# My Irritans,marginatus,pingke,blackmask Cellphone Pics Though Sorry..



## 425dmv (Jun 17, 2011)

not the best pics at all nor in anyway near good but i just want to put up a few pics of some of my fish..better pics to come in the future lights were just turned on b4 the pics and the fish went a lil crazy and caused debris to float up


----------



## 425dmv (Jun 17, 2011)

picture of my altuvei,ruby red spilo,caribe,gold diamond rhom and a northern snakehead i caught out of a creek 20min fromn my house coming soon..lol im lucky enough to catch snakeheads like bass in my local waterways


----------



## MFNRyan (Mar 27, 2011)

Nice fish man!! I wish I had a Irritan! Whats he like? Also whats your black mask like? I have never seen either of these fish in person before







Nice collection. I don't have room for that many tanks to keep so many fish. Also I dunno if I would call it luck or what to have snakeheads in your local water! ha ha I sure wouldn't want any in mine! Clean the other fish out, grow in population faster then rabbits and screw swimming in that water!! They are cool fish, just wouldn't want them in my local water ways ha ha ha


----------



## Smoke (Sep 8, 2010)

Nice collection! How you like the Marginatus?


----------



## 425dmv (Jun 17, 2011)

Data extract =>
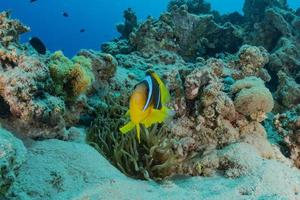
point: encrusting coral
(10, 29)
(71, 77)
(252, 98)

Goals =>
1. In the forum thread, how far from the poster's house is the creek where the northern snakehead was caught?
2. Transcribe the passage of the forum thread that starts at the words "Nice collection. I" and ends after the words "like the Marginatus?".
The material shown here comes from a separate source unrelated to the forum thread.

Solution list =>
1. 20 minutes

2.
Nice collection. I don't have room for that many tanks to keep so many fish. Also I dunno if I would call it luck or what to have snakeheads in your local water! ha ha I sure wouldn't want any in mine! Clean the other fish out, grow in population faster then rabbits and screw swimming in that water!! They are cool fish, just wouldn't want them in my local water ways ha ha ha


----------



## Smoke (Sep 8, 2010)

Nice collection! How you like the Marginatus?